§ **PROMPT**: Everything in the records below should be set down again, word for word.

=== DATASET CONTENT ===

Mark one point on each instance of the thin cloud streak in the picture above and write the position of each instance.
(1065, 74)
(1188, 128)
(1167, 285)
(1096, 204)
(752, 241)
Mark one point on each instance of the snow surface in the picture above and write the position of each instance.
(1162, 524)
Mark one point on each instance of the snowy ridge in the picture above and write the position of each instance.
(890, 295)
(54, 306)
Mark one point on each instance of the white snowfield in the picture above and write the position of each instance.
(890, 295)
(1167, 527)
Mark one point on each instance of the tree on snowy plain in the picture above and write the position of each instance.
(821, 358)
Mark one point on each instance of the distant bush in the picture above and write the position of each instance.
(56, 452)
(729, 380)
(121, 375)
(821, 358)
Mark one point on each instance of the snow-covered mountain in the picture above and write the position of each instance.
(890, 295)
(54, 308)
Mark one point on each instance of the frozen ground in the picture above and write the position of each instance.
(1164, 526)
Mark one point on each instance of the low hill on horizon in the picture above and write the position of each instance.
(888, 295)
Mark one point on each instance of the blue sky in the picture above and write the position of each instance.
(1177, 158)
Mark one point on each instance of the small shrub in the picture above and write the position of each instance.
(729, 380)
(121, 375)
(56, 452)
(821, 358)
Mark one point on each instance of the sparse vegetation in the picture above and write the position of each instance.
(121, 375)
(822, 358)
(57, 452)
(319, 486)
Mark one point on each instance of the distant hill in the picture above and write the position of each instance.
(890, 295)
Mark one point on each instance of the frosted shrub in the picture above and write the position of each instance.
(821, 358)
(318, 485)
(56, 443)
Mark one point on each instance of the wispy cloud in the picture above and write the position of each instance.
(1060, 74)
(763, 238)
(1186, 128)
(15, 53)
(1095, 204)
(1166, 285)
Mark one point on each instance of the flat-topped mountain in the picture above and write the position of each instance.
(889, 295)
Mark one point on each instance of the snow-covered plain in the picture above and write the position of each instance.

===

§ **EXERCISE ANSWER**:
Mark one point on each instance of the thin cloud streak in the picture above and write the position of each instance.
(1065, 74)
(1188, 128)
(1167, 285)
(1096, 204)
(752, 241)
Mark one point on each instance of the snow surface in the picture above and write the position of each instance.
(1162, 524)
Mark one point on each instance of the snowy ridge in the picture above and write the position of each instance.
(890, 295)
(54, 306)
Mark one point on each instance of the white snowfield in the picture above and write the position of each instance.
(890, 295)
(1167, 527)
Mark one point on each instance of the tree on snowy plain in the picture above and write the position of each instance.
(821, 358)
Mark one point on each instance of the distant bush in the picture above and write the position of each instance.
(56, 452)
(729, 380)
(121, 375)
(821, 358)
Mark one point on each instance of the snow-covered mountain in the picture above and write the position of each instance.
(890, 295)
(54, 308)
Mark one point on each instance of the frozen ground in the picture above and write the position of each instance.
(1164, 526)
Mark one point on each instance of the low hill on horizon in the picture above and write the position of each instance.
(888, 295)
Mark one point on each instance of the blue sky in the picture above and write the position of each instance.
(1177, 158)
Mark one point on each instance of the small shrub in the picture above and write the position of each instance.
(729, 380)
(121, 375)
(56, 452)
(821, 358)
Mark one point on each instance of the sparse vegetation in the picture above and write the position of each instance.
(121, 375)
(822, 358)
(57, 452)
(319, 486)
Mark one point on each instance of the distant hill in the picture above and write the position of each instance.
(890, 295)
Mark one point on each instance of the frosted shrub in the picture above and write the position of each instance.
(821, 358)
(318, 485)
(56, 443)
Mark one point on each instance of the wispy cloud in the picture above and write the position of each instance.
(1060, 74)
(763, 238)
(1186, 128)
(15, 53)
(1095, 204)
(1166, 285)
Mark one point on each instance of the flat-topped mountain in the picture above and write the position of each instance.
(889, 295)
Mark one point on each instance of the snow-covered plain in the picture above and write the position of each instance.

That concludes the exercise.